> WHAT NEEDS TO BE DONE
Reproduce the entries below verbatim, from their first line through the line that contains "1,80,454,184", including that line.
+ + + + +
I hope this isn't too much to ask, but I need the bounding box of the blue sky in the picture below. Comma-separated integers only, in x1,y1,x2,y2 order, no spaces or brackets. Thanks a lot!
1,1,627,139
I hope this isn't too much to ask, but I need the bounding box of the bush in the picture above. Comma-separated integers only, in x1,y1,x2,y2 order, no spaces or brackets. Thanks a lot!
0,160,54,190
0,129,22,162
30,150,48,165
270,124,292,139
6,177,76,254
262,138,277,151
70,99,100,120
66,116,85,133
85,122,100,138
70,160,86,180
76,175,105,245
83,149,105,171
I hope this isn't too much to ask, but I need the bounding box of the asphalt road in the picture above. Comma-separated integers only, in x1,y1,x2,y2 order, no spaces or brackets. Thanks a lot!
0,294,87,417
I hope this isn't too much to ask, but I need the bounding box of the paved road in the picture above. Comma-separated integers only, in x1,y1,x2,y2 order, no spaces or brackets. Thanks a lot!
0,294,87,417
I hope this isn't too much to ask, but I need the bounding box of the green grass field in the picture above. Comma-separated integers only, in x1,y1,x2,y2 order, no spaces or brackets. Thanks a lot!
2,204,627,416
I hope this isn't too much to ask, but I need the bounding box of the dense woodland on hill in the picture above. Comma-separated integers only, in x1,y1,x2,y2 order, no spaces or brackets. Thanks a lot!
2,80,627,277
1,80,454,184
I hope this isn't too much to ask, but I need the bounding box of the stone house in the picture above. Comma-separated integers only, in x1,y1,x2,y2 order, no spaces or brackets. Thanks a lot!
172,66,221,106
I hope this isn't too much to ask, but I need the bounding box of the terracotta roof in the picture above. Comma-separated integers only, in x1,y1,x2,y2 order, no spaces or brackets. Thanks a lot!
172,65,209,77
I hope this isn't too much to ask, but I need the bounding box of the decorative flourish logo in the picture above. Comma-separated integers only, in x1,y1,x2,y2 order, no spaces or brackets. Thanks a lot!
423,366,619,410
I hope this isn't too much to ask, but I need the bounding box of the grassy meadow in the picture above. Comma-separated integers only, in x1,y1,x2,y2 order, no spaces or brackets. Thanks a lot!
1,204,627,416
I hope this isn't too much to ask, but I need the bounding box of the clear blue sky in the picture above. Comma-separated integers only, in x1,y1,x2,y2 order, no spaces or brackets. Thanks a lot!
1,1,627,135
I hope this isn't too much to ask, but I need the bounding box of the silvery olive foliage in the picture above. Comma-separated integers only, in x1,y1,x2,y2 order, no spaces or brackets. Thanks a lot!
+ + + + +
> FINAL ANSWER
I hope this isn't too much to ask, but I need the bounding box of the blue sky in the picture below. Comma-separated integers only, in x1,y1,x2,y2 order, no spaces or brackets. Thanks a lot!
1,1,627,139
I hope this isn't too much to ask, but I need the bounding box of the bush in the picture above. Comma-separated integers only, in x1,y1,x2,y2 order, no spaces or brackets. Thanks a lot!
0,160,54,190
0,129,22,162
30,150,48,165
270,124,292,139
6,177,76,254
262,138,277,151
70,99,100,120
66,116,85,133
85,122,100,138
70,160,86,180
76,175,105,245
83,149,105,171
I hope this isn't too much to ask, but I need the bounding box of the asphalt road in the picture above. Comma-separated integers only, in x1,y1,x2,y2 order, no spaces or brackets. Thanks a lot!
0,294,87,417
I hope this isn't too much to ask, but I need the bounding box of the paved road in the picture above. Comma-separated integers only, in x1,y1,x2,y2 order, no spaces or brackets. Thanks a lot!
0,294,87,417
I hope this isn't too much to ask, but I need the bounding box of the green grass field in the picture above. Comma-separated integers only, in x1,y1,x2,y2 order, no spaces or brackets. Thanks a lot!
2,204,627,416
I hope this isn't too much to ask, but I need the bounding box of the dense woodland on hill in the picture above. Comma-separated integers only, in x1,y1,x2,y2 order, no spaces or brackets. Thanks a lot!
2,80,627,277
1,80,454,184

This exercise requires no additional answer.